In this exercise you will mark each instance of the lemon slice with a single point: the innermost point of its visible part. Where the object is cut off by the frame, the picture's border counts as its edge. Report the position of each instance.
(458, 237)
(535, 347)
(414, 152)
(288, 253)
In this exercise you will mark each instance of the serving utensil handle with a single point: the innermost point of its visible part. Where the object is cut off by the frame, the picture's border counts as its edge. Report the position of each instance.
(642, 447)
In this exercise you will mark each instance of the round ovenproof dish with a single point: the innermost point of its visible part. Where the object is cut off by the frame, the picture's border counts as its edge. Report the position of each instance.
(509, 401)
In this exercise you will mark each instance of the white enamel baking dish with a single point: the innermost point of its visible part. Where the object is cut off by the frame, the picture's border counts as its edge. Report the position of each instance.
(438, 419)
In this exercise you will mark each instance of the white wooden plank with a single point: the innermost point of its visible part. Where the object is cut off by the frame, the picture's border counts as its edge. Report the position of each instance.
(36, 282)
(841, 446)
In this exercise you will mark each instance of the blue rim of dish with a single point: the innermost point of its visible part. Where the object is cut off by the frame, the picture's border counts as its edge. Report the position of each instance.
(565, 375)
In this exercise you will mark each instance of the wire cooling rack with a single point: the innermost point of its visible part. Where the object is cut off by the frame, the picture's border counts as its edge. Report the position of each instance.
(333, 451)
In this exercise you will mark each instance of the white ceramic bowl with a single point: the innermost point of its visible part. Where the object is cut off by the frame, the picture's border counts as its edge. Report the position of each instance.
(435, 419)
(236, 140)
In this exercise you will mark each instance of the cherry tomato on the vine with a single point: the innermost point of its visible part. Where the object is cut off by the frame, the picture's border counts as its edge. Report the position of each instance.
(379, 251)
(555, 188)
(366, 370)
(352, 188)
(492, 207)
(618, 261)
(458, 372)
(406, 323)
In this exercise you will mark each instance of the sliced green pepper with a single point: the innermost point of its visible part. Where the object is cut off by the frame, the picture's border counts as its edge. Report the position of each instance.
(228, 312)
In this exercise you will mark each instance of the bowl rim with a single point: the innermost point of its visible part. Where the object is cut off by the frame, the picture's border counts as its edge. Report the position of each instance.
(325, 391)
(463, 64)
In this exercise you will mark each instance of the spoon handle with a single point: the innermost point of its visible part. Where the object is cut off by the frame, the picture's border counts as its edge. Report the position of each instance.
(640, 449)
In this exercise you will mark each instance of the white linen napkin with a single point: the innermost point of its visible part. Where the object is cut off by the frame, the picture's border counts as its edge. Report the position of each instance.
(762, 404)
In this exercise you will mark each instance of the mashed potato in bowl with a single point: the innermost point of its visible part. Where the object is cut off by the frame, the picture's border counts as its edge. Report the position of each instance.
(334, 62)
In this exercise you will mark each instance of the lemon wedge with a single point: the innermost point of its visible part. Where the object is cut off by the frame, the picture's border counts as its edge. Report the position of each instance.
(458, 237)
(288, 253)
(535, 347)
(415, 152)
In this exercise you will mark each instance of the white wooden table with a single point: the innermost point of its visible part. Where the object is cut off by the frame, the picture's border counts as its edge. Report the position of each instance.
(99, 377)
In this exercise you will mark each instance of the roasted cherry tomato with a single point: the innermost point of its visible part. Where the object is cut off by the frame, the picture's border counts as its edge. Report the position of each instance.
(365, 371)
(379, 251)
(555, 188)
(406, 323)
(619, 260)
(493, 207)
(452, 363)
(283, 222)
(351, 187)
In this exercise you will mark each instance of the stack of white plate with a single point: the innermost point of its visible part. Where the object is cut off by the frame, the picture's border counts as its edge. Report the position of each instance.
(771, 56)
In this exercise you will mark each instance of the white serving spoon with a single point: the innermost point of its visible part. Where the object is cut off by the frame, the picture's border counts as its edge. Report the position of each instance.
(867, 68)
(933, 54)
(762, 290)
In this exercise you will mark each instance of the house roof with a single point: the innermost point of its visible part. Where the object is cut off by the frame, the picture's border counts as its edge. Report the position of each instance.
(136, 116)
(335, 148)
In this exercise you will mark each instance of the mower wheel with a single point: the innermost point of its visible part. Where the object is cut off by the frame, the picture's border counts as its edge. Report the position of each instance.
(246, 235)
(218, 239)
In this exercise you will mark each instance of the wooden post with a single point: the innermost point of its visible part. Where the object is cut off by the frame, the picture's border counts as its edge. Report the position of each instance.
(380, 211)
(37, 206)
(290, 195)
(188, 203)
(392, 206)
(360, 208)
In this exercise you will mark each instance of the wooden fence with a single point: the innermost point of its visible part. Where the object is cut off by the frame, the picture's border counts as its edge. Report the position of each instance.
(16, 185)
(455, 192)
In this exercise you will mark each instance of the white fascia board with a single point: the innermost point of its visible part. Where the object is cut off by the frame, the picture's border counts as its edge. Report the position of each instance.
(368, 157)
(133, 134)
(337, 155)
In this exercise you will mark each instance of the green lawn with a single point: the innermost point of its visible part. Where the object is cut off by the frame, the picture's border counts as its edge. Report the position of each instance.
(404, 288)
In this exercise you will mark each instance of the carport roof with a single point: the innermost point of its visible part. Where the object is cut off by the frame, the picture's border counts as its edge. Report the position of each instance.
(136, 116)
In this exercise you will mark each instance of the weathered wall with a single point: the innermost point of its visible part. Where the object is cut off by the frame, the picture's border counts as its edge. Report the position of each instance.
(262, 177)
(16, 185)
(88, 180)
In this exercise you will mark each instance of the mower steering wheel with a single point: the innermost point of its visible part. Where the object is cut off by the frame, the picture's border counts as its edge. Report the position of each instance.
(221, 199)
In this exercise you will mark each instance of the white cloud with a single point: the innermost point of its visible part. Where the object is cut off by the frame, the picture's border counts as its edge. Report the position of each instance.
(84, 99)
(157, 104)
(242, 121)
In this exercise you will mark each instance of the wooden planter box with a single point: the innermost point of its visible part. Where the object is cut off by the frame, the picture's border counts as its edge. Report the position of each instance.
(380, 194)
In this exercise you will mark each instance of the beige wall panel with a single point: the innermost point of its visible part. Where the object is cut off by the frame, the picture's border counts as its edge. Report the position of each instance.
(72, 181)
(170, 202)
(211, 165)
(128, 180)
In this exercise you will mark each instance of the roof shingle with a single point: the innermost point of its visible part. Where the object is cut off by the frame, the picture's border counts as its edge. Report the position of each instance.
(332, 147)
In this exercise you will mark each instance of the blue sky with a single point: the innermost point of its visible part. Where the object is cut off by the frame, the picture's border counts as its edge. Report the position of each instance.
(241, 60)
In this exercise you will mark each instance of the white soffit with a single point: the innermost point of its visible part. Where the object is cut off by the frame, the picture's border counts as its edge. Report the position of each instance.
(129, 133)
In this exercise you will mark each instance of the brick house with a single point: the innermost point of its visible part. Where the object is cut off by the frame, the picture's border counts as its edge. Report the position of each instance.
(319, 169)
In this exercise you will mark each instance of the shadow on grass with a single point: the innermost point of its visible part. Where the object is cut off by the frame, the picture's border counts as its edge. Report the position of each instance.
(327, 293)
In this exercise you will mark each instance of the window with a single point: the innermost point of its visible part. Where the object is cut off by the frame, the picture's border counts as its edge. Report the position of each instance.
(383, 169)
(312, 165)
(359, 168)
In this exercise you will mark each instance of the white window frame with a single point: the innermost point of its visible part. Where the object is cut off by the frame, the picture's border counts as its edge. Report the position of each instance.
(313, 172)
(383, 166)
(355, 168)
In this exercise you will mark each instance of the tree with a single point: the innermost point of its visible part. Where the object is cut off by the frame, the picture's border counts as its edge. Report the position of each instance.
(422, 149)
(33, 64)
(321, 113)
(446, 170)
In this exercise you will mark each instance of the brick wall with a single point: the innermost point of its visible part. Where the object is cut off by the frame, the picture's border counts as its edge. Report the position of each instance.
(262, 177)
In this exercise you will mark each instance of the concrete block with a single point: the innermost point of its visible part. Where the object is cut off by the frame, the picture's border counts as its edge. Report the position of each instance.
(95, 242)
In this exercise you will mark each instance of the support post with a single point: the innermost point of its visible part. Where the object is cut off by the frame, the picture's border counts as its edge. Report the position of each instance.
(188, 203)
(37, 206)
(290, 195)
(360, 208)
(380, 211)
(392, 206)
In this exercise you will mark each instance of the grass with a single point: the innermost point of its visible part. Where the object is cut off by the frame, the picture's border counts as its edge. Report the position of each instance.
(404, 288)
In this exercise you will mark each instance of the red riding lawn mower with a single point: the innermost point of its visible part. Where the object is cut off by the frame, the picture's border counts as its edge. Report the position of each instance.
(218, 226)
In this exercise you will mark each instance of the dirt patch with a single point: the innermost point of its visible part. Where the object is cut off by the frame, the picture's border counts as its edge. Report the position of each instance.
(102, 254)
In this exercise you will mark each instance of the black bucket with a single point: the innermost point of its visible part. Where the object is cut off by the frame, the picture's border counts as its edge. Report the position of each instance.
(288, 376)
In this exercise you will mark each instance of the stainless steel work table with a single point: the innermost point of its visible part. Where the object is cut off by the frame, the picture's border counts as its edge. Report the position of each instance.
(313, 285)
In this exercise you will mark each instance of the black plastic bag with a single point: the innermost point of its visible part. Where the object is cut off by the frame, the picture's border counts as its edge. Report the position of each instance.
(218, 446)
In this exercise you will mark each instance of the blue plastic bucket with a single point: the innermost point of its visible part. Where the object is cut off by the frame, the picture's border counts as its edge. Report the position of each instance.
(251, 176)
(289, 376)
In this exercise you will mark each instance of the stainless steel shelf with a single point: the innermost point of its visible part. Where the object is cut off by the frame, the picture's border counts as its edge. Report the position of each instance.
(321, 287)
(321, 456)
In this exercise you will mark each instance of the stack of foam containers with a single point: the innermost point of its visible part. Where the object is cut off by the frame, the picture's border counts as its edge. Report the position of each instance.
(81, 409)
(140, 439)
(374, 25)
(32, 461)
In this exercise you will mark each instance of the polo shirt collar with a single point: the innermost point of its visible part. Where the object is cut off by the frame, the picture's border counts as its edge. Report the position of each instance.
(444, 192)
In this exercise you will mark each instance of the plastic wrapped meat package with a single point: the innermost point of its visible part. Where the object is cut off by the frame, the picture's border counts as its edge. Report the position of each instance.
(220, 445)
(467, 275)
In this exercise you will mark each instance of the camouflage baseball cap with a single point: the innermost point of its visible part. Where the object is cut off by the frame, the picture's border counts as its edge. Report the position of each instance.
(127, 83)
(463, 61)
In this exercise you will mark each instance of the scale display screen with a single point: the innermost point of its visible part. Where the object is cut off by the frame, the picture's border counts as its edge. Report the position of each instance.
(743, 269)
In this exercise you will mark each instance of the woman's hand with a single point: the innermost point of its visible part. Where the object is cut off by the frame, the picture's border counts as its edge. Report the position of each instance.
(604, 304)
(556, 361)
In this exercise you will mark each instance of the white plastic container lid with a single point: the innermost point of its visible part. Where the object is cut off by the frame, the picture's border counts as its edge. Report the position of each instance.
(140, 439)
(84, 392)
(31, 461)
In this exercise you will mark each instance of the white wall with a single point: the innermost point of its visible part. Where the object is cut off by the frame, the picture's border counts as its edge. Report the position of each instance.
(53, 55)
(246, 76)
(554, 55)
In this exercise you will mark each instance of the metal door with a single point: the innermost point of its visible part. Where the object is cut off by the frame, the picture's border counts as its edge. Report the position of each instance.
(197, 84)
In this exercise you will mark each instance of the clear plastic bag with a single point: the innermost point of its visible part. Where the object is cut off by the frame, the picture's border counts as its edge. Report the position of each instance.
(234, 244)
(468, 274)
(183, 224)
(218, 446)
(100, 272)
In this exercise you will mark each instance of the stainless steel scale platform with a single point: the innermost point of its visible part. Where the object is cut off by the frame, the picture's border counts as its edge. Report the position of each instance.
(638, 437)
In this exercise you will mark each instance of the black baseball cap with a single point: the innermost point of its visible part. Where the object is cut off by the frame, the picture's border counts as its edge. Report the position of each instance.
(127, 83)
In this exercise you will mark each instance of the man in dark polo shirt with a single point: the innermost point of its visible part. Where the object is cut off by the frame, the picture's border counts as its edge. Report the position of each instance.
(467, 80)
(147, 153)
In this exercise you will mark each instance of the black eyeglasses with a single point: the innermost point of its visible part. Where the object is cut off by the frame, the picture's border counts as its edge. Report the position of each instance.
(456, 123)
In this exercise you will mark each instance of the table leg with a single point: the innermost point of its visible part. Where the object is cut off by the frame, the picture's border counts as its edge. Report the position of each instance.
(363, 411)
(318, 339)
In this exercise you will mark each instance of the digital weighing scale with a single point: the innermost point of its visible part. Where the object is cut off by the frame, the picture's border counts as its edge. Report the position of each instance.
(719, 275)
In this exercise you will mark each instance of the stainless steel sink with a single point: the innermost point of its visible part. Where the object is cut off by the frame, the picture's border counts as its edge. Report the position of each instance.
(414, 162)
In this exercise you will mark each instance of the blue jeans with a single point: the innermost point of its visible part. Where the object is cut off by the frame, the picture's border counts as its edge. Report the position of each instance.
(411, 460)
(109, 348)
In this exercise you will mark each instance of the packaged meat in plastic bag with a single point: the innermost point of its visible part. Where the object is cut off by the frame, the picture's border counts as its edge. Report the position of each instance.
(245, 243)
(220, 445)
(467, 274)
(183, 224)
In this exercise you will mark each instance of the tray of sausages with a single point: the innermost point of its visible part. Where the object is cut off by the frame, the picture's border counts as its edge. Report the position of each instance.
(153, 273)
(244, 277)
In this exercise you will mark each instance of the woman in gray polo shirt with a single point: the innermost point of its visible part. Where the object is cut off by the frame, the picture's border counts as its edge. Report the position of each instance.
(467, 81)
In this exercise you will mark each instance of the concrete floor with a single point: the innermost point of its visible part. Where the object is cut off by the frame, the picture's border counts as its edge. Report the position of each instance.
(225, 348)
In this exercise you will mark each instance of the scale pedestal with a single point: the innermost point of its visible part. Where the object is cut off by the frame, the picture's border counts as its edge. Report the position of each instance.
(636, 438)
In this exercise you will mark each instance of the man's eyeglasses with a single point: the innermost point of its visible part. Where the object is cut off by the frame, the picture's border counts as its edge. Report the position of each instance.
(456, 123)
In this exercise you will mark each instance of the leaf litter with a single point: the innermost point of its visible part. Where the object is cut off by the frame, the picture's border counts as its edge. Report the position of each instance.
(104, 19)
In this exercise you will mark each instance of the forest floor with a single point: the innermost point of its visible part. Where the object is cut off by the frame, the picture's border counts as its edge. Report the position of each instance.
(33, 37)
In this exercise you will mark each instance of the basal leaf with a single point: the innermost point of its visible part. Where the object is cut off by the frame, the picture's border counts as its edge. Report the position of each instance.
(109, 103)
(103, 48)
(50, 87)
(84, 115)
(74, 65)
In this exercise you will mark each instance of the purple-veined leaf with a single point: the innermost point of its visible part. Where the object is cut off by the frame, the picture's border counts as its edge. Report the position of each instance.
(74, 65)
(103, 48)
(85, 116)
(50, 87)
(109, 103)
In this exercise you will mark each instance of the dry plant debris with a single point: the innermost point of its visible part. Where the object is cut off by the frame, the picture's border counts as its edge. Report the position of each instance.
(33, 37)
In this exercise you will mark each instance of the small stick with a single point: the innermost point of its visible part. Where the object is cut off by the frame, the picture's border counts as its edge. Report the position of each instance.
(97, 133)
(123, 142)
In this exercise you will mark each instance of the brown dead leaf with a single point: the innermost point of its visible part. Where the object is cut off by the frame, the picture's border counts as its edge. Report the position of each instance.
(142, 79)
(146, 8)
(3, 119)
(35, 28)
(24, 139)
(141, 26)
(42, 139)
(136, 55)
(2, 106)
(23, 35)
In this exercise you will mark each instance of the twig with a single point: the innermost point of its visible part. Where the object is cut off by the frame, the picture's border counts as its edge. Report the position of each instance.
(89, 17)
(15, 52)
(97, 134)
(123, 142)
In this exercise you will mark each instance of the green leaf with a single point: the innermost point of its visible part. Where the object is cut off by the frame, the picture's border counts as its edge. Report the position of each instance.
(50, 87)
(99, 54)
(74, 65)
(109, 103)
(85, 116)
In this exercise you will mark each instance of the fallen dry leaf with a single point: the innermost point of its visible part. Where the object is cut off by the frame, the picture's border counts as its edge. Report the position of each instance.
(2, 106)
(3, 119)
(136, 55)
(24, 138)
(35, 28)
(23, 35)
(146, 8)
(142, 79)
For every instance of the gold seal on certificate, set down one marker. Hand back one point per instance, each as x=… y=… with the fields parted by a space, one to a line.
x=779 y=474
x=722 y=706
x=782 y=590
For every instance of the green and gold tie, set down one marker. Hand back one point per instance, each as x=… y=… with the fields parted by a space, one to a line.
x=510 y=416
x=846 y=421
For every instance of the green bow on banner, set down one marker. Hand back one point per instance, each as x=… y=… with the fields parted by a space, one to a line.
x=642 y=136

§ **WORK REQUIRED**:
Quote exactly the line containing "In this exercise you will mark each instance of the twig" and every later line through the end of the listing, and no other lines.

§ **THE SOLUTION**:
In this exercise you will mark each instance of the twig with a single point: the innermost point of its visible part. Where the object is cut off by the frame, the picture's border counts as its edge. Report the position of each instance.
(89, 17)
(15, 52)
(97, 134)
(123, 142)
In this exercise you will mark each instance of the green leaf with a single point: the innermost point of its visible part. Where the object is cut off by the frame, the picture's border counts as its edge. Report the position of each instance.
(50, 87)
(99, 54)
(74, 65)
(109, 103)
(85, 116)
In this exercise you will mark each instance of the fallen dry leaf with a single point: the innermost point of its visible part. Where the object is cut off by the frame, the picture's border counts as its edge. Report the position of each instance.
(2, 106)
(3, 119)
(136, 55)
(24, 138)
(35, 28)
(23, 35)
(146, 8)
(142, 79)
For every instance of the gold seal on certificate, set down one marker. Hand back one point per instance, each as x=… y=… with the fields parted by a space, one to a line.
x=779 y=474
x=722 y=706
x=782 y=590
For every instance of the green and gold tie, set down one marker. Hand back one point per instance, each as x=… y=… with the fields parted by a space, one to a line.
x=510 y=416
x=846 y=421
For every instance of the green bow on banner, set down one marker. Hand back one point per instance, each as x=… y=… with the fields parted by a space, one to a line.
x=642 y=136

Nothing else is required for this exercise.